▶ PROBLEM:
Reproduce each of the items below verbatim, line for line.

▶ PROVIDED INFORMATION:
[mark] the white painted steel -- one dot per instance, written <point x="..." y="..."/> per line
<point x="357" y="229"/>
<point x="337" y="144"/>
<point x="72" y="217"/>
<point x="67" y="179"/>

▶ SOLVED PROBLEM:
[mark] the white painted steel -- one dot per instance, written <point x="..." y="..."/> per line
<point x="357" y="229"/>
<point x="337" y="144"/>
<point x="72" y="217"/>
<point x="67" y="179"/>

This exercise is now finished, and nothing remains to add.